■ SUPPLIED INFORMATION ■

-*-*-

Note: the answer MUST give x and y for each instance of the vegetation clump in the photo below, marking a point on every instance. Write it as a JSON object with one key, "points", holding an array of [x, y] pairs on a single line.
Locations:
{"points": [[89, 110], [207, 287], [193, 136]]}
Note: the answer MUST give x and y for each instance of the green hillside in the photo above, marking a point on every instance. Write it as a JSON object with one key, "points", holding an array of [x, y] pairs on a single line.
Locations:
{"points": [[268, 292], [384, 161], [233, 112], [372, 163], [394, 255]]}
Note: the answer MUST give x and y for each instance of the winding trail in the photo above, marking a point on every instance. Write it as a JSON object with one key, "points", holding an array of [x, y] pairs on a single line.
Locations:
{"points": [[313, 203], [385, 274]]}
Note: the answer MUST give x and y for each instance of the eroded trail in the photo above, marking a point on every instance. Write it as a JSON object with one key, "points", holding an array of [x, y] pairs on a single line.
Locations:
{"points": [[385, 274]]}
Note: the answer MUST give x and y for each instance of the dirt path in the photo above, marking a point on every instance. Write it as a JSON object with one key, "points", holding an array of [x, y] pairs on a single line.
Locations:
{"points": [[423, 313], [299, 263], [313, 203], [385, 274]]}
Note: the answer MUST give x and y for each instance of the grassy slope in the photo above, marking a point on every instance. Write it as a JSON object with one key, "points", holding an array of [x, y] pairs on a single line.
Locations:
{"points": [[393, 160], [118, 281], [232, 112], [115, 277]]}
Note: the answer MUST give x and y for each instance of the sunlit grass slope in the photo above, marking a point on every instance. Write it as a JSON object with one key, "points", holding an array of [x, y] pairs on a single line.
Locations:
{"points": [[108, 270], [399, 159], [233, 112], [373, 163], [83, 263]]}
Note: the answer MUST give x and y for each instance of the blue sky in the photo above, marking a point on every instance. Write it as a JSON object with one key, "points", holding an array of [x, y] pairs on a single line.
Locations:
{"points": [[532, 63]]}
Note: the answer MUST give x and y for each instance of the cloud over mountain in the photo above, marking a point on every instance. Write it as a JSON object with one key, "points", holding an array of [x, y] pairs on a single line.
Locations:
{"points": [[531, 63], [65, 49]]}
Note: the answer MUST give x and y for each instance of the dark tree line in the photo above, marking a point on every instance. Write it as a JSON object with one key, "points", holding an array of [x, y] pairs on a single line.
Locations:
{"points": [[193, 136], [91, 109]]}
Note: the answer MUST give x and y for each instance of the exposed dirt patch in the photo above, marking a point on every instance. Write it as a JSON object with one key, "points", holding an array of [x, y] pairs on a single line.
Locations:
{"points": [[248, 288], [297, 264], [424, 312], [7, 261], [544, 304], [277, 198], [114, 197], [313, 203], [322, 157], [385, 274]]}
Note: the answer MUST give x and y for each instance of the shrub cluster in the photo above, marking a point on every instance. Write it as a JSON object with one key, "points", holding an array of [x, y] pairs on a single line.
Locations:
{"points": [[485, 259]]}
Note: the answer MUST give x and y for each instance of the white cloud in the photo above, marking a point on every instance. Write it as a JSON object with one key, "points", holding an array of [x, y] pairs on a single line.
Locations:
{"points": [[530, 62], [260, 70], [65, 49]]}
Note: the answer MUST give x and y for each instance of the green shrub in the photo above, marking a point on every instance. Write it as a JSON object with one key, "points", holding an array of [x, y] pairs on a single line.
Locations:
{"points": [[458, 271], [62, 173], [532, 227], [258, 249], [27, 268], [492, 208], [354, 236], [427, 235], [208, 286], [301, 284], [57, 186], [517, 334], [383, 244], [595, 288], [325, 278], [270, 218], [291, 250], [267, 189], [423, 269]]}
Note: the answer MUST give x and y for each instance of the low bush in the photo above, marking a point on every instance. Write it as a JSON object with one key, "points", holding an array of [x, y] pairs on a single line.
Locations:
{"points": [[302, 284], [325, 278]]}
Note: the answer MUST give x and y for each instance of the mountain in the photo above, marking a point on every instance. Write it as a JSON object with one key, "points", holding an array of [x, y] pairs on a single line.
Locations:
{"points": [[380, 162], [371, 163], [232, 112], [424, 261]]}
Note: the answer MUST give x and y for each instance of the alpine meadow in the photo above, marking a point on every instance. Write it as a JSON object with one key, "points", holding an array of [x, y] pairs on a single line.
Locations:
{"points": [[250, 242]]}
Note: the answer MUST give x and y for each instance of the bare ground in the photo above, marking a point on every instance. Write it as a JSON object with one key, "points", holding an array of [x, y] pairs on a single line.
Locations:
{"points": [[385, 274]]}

-*-*-

■ WORK TO BE COMPLETED ■
Set down the listing above in full, please, exactly as it appears.

■ TASK ANSWER ■
Note: the answer MUST give x and y for each instance of the vegetation clump in the photo below, marking a point on every instance. Write it as a JSON object with one key, "points", holding an array of [x, y] pairs on a single line.
Locations:
{"points": [[89, 110], [207, 287], [193, 136]]}
Note: the answer MUST give x and y for each instance of the green hillside in the photo above, marking a point on every instance. Write it as a JSON object with one key, "points", holding an array of [x, y] pairs on a single line.
Locations:
{"points": [[268, 292], [384, 161], [233, 112], [372, 163], [394, 255]]}
Note: the answer MUST give x and y for each instance of the winding trail in the photo above, marking a point on every instance. Write it as a JSON object with one key, "points", holding an array of [x, y] pairs on a single line.
Locations:
{"points": [[313, 203], [385, 274]]}
Note: the answer MUST give x and y for each instance of the eroded trail in the photo above, marking a point on every instance. Write it as a JSON object with one key, "points", holding an array of [x, y] pairs on a single line.
Locations:
{"points": [[385, 274]]}
Note: the answer MUST give x and y for each instance of the dirt path in the photo above, marking a point on every instance. Write it as a JSON object with one key, "points", holding an array of [x, y] pairs on a single line.
Locations:
{"points": [[423, 313], [299, 263], [313, 203], [385, 274]]}
Note: the answer MUST give x and y for each instance of the grassy slope in the photo above, marking a point on every instance. Write it as a JSON object with one key, "points", holding an array of [x, y] pairs on a single line.
Locations:
{"points": [[393, 160], [118, 281], [232, 112], [115, 277]]}
Note: the answer MUST give x and y for each instance of the sunlit grass slope in the photo above, marking a point on every instance. Write it as a JSON object with one key, "points", holding an array of [x, y] pairs on a single line.
Locations:
{"points": [[108, 270], [399, 159], [233, 112], [373, 163], [83, 263]]}
Note: the answer MUST give x and y for each instance of the blue sky in the photo above, marking a point on every instance. Write it as a JSON object with one key, "points", holding an array of [x, y] pairs on a single line.
Locations:
{"points": [[532, 63]]}
Note: the answer MUST give x and y for each instance of the cloud over mountain in the photo above, marking a point on every instance. Write it as a JSON object with one key, "points", holding an array of [x, y] pairs on a single line.
Locations:
{"points": [[531, 63], [65, 49]]}
Note: the answer MUST give x and y for each instance of the dark tree line in the photo above, marking a point on every instance. Write it as a JSON object with one key, "points", holding an array of [x, y] pairs on a single line.
Locations:
{"points": [[193, 136], [91, 109]]}
Note: the answer MUST give x and y for each instance of the exposed dirt patch in the photo above, marking a point on every instance. Write it as a JSON object with one key, "points", holding an array of [x, y] pairs on a single line.
Locations:
{"points": [[248, 288], [297, 264], [424, 312], [7, 261], [544, 304], [277, 198], [114, 197], [313, 203], [322, 157], [385, 274]]}
Note: the answer MUST give x and y for each instance of the shrub cluster in the photo above, marking a point on every instance. Write it as a JSON object with one key, "points", holding an array of [x, y] pairs on a single line.
Locations:
{"points": [[485, 259]]}
Note: the answer MUST give x and y for each instance of the white cloud in the photo above, marking a point on every instance. Write it as a JSON object with one key, "points", holding an array of [x, y] pairs on a single line.
Locations:
{"points": [[530, 62], [260, 70], [65, 49]]}
Note: the answer MUST give x and y for each instance of the green shrub in the photo above, marking a point on every instance. Write it as a JSON object with one key, "points", holding an array of [x, y] pairs on a single line.
Locations:
{"points": [[458, 271], [62, 173], [532, 227], [258, 249], [27, 268], [492, 208], [354, 236], [427, 235], [208, 286], [301, 284], [57, 186], [517, 334], [383, 244], [595, 288], [325, 278], [270, 218], [291, 250], [267, 189], [423, 269]]}
Note: the answer MUST give x and y for each instance of the low bush in the photo above, marking a point on every instance. Write it as a JSON object with one key, "points", holding an array of [x, y] pairs on a single line.
Locations:
{"points": [[302, 284], [325, 278]]}
Note: the answer MUST give x and y for each instance of the mountain in the photo above, marking a point on every instance. Write it as a JSON object with one key, "points", holding an array of [x, y] pairs on a single line.
Locations:
{"points": [[380, 162], [371, 163], [232, 112], [424, 261]]}
Note: the answer MUST give x and y for each instance of the alpine meadow in the photo above, marking a point on every instance. Write it as a JSON object with one key, "points", holding an array of [x, y] pairs on a single line.
Locations:
{"points": [[250, 242]]}
Note: the answer MUST give x and y for each instance of the bare ground in the photo above, marking a point on every instance. Write it as a JSON object with one key, "points", holding an array of [x, y] pairs on a single line.
Locations:
{"points": [[385, 274]]}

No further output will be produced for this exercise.